Problems and tasks:
a. Answer these questions from the passage on renting an electric car below:
(i) How many locations does BlueLA have around Los Angeles?
(ii) What did the car smell of?
(iii) In what month did Chevy announce it would discontinue the Bolt?
b. Please write the next paragraph of the passage on renting an electric car below, picking up right after its final sentence.

Extract provided:

Now it's time to find your car. Using the app, you can reserve a vehicle by finding the nearest available one on the map. Once you get to it, it's very easy to unlock the car via a button on the app. 

Next, you are instructed to take photos of the car. This protects you from any damage the previous renters might have caused. My car, for example, smelled of cigarettes and had a giant stain on the back seat. I was relieved to see there are comment fields in the app where I could note these things so I wouldn't get charged for them. Once you've completed these steps, you press the button on the car's ignition and you're off. It's that simple. 

BlueLA, an EV rental service, has forty locations around Los Angeles.
BlueLA, an EV rental service, has forty locations around Los Angeles. — Photos by Tony Pierce

The Bolt has been in the news recently because in April Chevy announced that it will be discontinuing the peppy EV so it can spend more time producing electric trucks. This sent shockwaves around social media, and fans mourned, because at below $30,000, the Bolt was the lowest-priced EV to qualify for the federal $7,500 rebate. And, as I soon learned, it's a heck of a car.

Dataset rows:
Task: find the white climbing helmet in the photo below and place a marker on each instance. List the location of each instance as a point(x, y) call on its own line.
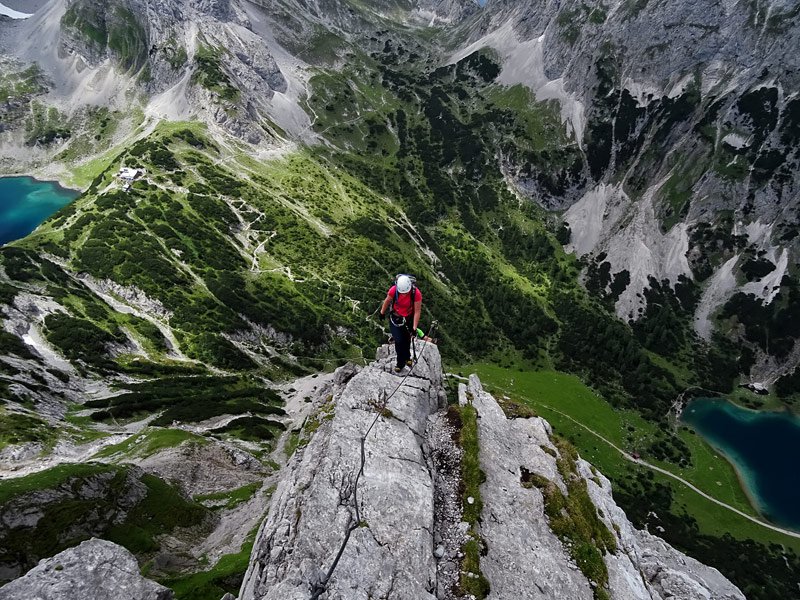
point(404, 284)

==

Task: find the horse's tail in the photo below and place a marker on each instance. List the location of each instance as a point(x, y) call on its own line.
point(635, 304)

Responses in order:
a.
(i) Forty
(ii) Cigarettes
(iii) April

b.
Despite looking small from afar, inside it's spacious, and the pickup is impressively responsive. The only thing Chevy seemed to skimp on is the dashboard, which was serviceable but lacked the space-agey zing you find in a Tesla and its peers. Fine with me. This car was the obvious choice for the BlueLA fleet due to its low cost, its comfort, and its 200 mile range — which is really all the range one would need for tooling around the city for a few hours.

I drove to the center of Hollywood to pick up Brian Donnelly, perhaps the city’s most celebrated tour conductor. Los Angeles magazine once said of this Hawaiian-shirted guide, “Of the scores of tour drivers who ply their trade in Hollywood, he’s widely acknowledged as the best, the one who combines an encyclopedic knowledge with an irresistible patter.”

Our first stop was the corner of Gower and Yucca, at a complex called The Princess Grace Apartments. 

“It used to be called the Hollywood Hawaiian Hotel,” Brian noted as we easily slipped into a small parking spot that could accommodate only a compact vehicle like this Bolt. “The Everly Brothers and other musicians used to stay here. The brothers had a piano player named Warren Zevon who wrote a song about the hotel called Desperados Under the Eaves that came out in 1976.”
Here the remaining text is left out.